What this task involves:
Please output the listing below character for character and omit the images.
|---|
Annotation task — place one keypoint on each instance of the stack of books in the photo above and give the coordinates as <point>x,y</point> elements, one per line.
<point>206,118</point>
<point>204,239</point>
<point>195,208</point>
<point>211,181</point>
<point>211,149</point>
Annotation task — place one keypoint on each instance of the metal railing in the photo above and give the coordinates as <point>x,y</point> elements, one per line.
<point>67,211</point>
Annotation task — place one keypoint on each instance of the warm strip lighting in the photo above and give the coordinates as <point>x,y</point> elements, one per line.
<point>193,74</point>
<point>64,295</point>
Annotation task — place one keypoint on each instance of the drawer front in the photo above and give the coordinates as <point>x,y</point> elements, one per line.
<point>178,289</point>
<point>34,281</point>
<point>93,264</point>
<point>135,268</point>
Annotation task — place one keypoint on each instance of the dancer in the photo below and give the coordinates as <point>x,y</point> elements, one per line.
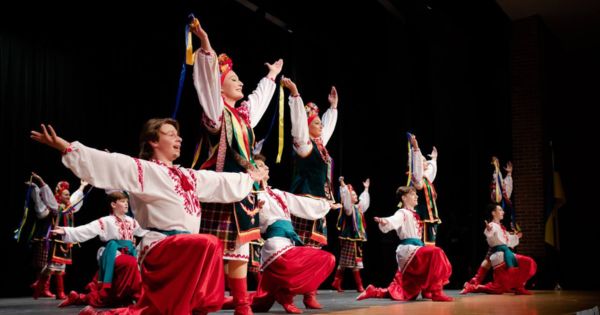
<point>181,272</point>
<point>58,210</point>
<point>511,271</point>
<point>352,227</point>
<point>312,165</point>
<point>232,142</point>
<point>118,282</point>
<point>421,268</point>
<point>422,174</point>
<point>501,190</point>
<point>287,269</point>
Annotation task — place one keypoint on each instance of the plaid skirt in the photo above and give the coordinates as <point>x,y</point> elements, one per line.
<point>218,219</point>
<point>351,254</point>
<point>40,254</point>
<point>305,230</point>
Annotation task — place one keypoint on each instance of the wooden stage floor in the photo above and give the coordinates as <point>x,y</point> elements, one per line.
<point>542,303</point>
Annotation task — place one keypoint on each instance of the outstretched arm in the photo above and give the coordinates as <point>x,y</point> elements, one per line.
<point>302,143</point>
<point>329,119</point>
<point>101,169</point>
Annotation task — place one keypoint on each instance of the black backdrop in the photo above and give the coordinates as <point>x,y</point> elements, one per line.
<point>433,69</point>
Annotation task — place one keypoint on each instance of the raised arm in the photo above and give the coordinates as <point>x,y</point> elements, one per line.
<point>259,99</point>
<point>508,182</point>
<point>207,80</point>
<point>417,159</point>
<point>302,143</point>
<point>496,192</point>
<point>364,200</point>
<point>329,118</point>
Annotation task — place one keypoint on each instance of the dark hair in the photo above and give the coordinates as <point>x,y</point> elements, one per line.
<point>115,196</point>
<point>404,190</point>
<point>150,132</point>
<point>259,157</point>
<point>489,208</point>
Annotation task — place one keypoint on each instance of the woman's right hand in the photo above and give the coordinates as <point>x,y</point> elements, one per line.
<point>380,220</point>
<point>50,138</point>
<point>58,230</point>
<point>197,29</point>
<point>290,85</point>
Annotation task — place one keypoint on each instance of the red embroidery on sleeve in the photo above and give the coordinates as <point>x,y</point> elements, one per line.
<point>140,173</point>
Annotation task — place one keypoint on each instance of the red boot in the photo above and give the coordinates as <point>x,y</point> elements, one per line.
<point>439,296</point>
<point>60,287</point>
<point>88,310</point>
<point>239,291</point>
<point>73,298</point>
<point>228,303</point>
<point>337,281</point>
<point>372,292</point>
<point>358,280</point>
<point>41,285</point>
<point>310,300</point>
<point>479,276</point>
<point>426,294</point>
<point>46,291</point>
<point>287,301</point>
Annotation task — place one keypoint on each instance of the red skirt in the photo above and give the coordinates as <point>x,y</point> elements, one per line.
|---|
Answer box:
Annotation task — place one keypoint on each instance of the stack of books in the photo above and give the coordinates as <point>x,y</point> elements, one per line.
<point>206,118</point>
<point>204,239</point>
<point>195,208</point>
<point>211,181</point>
<point>211,149</point>
Annotation task — place one keypoint on each instance of the metal railing in the photo above and give the coordinates as <point>x,y</point> elements, one per line.
<point>67,211</point>
Annotation task — place one keypoint on each instance of the warm strip lighting in the photo above and give the coordinates as <point>x,y</point> elements, one per line.
<point>193,74</point>
<point>64,295</point>
Annotation task — place one keypoint on each instance of the drawer front in the photo above and give the coordinates as <point>x,y</point> elements, one per line.
<point>178,289</point>
<point>34,281</point>
<point>93,264</point>
<point>135,268</point>
Annotation task — place one keypoint on each instance of the dancer in the photo below and give the coordinates as <point>x,y</point> elements, one per line.
<point>181,272</point>
<point>58,210</point>
<point>511,271</point>
<point>352,227</point>
<point>312,165</point>
<point>232,142</point>
<point>118,282</point>
<point>421,268</point>
<point>422,174</point>
<point>501,190</point>
<point>287,269</point>
Annotation task — place one keypoint on each instance of the plaid skirt in the photo above and give the coordinates as <point>x,y</point> elements, one per line.
<point>218,219</point>
<point>351,254</point>
<point>40,254</point>
<point>305,230</point>
Annotation task — place one keypoint on each instance of the wooden stage floor in the photo above and give the coordinates as <point>x,y</point> elements, one per line.
<point>542,303</point>
Annotation task — place one keypoint on each instance of the outstretched arm in the photo above and give the coordinates as <point>x,y</point> elements, one per line.
<point>302,143</point>
<point>329,119</point>
<point>101,169</point>
Annotation task — place one keypoint on each instance of the black backdrop in the photo above and give the coordinates as <point>x,y</point> elements, one per line.
<point>433,69</point>
Annotation task — place one keypoint on each instance of the raised arm in the photo above and give the coordinates as <point>x,y</point> elements, one per line.
<point>259,99</point>
<point>508,182</point>
<point>207,80</point>
<point>417,159</point>
<point>302,143</point>
<point>496,192</point>
<point>364,200</point>
<point>329,118</point>
Annotation task — place one keypoint on each instance of the dark hair in the photo above and give the coordinates as <point>x,y</point> elements, one per line.
<point>115,196</point>
<point>404,190</point>
<point>150,132</point>
<point>259,157</point>
<point>489,208</point>
Annotation task — place one keypoint on each instance of the woman's right hand in the photo above and give the coordinates as <point>x,y</point> elements, one per line.
<point>380,220</point>
<point>50,138</point>
<point>58,230</point>
<point>197,29</point>
<point>290,85</point>
Annotation task — place one keypoint on each instance of the red embroidery on sleeve in the photo above and give the coordinates as <point>x,y</point> elements, one per line.
<point>140,173</point>
Annotation task — place one keypoint on each instance of the red boot in the photo above and give the coordinates as <point>x,y</point> elements, one per line.
<point>439,296</point>
<point>60,287</point>
<point>88,310</point>
<point>239,291</point>
<point>73,298</point>
<point>228,303</point>
<point>337,281</point>
<point>372,292</point>
<point>358,280</point>
<point>41,285</point>
<point>310,300</point>
<point>479,276</point>
<point>426,294</point>
<point>46,291</point>
<point>287,301</point>
Annotation task — place one keypoint on each instance of the red skirt in the photo above and give the coordinates as <point>x,y</point> elements, one per line.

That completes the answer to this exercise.